## Фрагмент документа

● ● ●

Дружба с тополями-«мушкетерами»
Когда токсиколога Ирину Чайковскую выбрали почетным гражданином Тюмени, для нее это стало полной неожиданностью, хотя, конечно, приятной.
Она до сих пор считает, что это звание — заслуга всех коллег, с которыми она работала во время пандемии. О том, как было тяжело, вспоминает до сих пор. Например, некоторые после смены выходили и просто ложились, не могли встать — настолько сильной была усталость. Накануне 437-го дня рождения Тюмени нам хотелось поговорить с Ириной Чайковской об ее самых ярких моментах, связанных с городом.
Мама ее родом из Тюмени, здесь жила бабушка, детство проводила в Тюмени. А жила в Салехарде. Первые воспоминания из шестидесятых годов, когда прилетала из Салехарда: Тюмень казалась огромным красивым городом — а Салехард тогда был почти деревней. Тут были многоэтажные дома, светящаяся реклама и городской сад. Но когда Ирина переехала сюда, поступив в институт, город все еще был очень неблагоустроенный, очень грязный. Возле всех, как сейчас бы сказали, офисов стояли железные корыта, и в них мокли палки с намотанной на них тканью, чтобы можно было обмыть грязь с сапог и не тащить ее внутрь. Но тем не менее я уже тогда любила этот город, говорит Ирина Леонидовна, потому что это город юности, здесь было много всего интересного, а главное — люди.
— А как она изменилась, что можно сказать, сравнивая ту Тюмень с сегодняшней?

● ● ●

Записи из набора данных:
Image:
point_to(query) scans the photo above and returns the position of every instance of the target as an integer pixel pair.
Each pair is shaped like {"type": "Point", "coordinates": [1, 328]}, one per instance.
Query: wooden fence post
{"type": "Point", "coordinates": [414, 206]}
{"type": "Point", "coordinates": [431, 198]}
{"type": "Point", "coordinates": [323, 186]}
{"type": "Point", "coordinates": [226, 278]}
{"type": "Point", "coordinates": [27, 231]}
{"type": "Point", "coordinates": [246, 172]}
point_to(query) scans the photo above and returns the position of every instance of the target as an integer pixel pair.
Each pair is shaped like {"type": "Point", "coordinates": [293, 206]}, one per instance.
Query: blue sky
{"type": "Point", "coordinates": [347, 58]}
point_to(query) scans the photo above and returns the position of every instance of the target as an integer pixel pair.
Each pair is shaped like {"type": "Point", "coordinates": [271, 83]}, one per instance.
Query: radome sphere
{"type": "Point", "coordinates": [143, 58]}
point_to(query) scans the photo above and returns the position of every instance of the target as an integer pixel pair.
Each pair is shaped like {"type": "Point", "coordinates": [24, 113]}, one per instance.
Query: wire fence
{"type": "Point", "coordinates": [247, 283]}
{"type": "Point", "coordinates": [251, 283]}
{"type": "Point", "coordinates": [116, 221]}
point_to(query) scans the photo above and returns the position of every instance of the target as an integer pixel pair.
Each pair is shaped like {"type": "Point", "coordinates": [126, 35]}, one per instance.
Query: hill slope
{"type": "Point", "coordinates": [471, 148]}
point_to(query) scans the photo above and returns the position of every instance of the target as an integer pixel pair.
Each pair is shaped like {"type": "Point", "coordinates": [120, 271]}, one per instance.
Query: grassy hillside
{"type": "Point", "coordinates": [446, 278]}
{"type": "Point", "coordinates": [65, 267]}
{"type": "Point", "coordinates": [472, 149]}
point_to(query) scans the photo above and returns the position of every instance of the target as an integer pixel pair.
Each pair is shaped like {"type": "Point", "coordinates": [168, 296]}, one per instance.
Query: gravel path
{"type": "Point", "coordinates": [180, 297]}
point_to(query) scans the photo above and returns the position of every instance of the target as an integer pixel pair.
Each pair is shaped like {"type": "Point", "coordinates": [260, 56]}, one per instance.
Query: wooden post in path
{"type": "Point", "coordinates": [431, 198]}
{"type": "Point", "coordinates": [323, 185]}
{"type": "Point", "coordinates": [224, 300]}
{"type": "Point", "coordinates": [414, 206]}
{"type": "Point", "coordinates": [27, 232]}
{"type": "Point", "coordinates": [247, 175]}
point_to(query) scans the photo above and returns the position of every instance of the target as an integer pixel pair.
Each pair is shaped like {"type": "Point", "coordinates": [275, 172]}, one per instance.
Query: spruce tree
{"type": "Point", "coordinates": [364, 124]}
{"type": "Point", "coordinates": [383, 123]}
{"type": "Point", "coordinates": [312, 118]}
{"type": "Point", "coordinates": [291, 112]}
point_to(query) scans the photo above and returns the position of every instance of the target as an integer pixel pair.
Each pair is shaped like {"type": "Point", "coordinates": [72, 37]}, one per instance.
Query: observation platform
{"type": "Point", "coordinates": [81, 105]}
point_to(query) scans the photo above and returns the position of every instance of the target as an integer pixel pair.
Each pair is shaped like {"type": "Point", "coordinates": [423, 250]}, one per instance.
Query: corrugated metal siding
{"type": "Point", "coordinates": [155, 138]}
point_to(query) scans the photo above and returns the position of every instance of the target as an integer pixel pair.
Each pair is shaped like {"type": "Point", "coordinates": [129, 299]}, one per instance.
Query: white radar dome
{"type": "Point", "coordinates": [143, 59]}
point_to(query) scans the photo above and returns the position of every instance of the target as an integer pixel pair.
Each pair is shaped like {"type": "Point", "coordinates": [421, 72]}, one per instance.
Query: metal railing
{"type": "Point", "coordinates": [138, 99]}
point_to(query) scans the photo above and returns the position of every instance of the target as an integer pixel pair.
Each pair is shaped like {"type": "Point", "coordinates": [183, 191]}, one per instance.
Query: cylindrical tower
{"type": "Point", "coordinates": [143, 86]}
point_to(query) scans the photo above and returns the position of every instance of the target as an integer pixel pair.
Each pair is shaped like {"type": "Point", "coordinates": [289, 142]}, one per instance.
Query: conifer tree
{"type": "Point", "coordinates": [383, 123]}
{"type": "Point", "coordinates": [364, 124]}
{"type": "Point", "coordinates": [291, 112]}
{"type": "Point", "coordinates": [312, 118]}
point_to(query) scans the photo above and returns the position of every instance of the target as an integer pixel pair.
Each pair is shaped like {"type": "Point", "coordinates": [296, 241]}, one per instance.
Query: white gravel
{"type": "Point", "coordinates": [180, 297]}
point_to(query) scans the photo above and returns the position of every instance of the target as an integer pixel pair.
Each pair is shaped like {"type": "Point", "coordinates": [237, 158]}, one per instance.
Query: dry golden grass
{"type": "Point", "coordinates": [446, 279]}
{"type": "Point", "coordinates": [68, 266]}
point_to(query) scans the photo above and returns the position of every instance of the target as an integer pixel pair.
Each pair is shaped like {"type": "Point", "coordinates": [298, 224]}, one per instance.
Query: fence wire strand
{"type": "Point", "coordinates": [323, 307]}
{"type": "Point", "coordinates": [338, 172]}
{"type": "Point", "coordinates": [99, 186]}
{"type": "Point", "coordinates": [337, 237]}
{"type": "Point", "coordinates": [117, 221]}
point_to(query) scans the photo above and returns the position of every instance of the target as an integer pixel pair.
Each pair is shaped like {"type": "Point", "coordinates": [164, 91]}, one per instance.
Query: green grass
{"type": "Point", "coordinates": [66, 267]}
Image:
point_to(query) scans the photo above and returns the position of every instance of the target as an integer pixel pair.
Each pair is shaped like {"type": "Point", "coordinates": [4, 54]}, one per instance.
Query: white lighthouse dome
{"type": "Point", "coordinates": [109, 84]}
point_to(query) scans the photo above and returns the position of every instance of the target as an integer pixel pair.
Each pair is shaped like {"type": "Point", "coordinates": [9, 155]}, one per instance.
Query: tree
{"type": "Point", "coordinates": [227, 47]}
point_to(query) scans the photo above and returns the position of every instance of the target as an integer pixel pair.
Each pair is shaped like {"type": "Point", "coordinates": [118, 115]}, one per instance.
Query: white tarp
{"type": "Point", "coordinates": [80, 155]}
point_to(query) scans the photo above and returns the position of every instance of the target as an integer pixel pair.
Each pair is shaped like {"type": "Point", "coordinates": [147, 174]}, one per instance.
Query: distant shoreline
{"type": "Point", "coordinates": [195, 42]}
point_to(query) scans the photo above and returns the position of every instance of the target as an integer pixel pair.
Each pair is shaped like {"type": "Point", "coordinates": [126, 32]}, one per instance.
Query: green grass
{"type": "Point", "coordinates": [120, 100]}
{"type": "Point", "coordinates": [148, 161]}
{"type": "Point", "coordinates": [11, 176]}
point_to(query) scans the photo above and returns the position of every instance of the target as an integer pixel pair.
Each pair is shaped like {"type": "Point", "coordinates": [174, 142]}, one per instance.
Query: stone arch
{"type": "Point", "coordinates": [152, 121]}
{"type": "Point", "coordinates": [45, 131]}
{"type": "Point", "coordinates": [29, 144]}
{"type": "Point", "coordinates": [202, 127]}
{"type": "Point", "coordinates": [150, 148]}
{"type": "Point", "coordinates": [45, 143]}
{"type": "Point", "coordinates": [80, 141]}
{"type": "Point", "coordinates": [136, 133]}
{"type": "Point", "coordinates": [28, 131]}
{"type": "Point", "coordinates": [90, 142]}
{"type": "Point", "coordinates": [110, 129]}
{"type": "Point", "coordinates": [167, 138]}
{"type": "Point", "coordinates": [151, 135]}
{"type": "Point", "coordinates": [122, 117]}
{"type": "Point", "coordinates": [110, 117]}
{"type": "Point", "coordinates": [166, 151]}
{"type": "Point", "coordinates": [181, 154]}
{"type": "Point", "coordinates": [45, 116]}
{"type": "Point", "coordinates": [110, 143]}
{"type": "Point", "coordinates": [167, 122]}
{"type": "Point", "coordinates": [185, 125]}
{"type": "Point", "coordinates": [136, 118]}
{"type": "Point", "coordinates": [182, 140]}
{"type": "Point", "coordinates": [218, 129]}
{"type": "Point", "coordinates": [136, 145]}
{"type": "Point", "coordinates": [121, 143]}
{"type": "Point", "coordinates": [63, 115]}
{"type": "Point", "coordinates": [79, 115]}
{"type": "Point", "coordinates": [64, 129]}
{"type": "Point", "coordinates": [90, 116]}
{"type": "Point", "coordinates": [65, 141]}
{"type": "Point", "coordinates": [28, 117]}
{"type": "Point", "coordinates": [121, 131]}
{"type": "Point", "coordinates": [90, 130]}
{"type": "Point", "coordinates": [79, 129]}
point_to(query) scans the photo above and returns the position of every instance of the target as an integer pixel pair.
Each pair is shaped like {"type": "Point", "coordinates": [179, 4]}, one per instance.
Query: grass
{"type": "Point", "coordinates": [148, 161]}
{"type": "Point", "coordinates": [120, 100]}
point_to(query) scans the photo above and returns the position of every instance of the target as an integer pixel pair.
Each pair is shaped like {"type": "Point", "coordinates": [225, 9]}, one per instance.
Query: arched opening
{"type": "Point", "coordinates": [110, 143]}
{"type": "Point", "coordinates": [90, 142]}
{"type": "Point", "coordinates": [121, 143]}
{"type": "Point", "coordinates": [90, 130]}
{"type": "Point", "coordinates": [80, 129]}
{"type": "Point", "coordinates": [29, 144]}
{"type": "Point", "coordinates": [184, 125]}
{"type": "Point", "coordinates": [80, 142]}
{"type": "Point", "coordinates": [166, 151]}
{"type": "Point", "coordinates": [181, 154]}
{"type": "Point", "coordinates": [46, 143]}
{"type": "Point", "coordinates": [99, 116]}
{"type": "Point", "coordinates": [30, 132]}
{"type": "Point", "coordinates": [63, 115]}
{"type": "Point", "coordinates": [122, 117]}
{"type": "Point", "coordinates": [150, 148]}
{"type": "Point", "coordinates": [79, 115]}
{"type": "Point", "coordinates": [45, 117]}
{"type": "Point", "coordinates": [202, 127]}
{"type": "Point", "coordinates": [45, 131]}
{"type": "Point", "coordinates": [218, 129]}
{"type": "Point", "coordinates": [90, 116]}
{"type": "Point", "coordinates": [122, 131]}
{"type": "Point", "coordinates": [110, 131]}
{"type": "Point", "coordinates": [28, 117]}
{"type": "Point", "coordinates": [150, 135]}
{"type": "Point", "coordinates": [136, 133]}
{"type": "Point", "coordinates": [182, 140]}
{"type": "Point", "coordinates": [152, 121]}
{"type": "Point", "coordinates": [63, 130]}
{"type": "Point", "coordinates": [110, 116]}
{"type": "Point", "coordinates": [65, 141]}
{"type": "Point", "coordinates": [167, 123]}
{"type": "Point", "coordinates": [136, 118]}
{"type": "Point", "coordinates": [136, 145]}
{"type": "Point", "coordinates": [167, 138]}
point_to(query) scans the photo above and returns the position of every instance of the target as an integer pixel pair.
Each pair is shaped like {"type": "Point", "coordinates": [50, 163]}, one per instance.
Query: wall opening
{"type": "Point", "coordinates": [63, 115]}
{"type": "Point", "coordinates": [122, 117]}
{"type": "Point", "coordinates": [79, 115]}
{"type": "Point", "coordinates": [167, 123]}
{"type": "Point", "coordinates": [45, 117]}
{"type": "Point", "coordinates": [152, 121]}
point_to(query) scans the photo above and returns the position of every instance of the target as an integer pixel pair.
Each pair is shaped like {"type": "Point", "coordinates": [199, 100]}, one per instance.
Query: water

● ● ●

## Задание 1
Какой по счету день рождения Тюмени упоминается во фрагменте документа?
## Задание 2
Пожалуйста, выпишите из фрагмента документа всё начиная со слов «Когда токсиколога Ирину» и вплоть до слов «связанных с городом.».

## Решение задания 1
437-й день рождения.

## Решение задания 2
Когда токсиколога Ирину Чайковскую выбрали почетным гражданином Тюмени, для нее это стало полной неожиданностью, хотя, конечно, приятной.
Она до сих пор считает, что это звание — заслуга всех коллег, с которыми она работала во время пандемии. О том, как было тяжело, вспоминает до сих пор. Например, некоторые после смены выходили и просто ложились, не могли встать — настолько сильной была усталость. Накануне 437-го дня рождения Тюмени нам хотелось поговорить с Ириной Чайковской об ее самых ярких моментах, связанных с городом.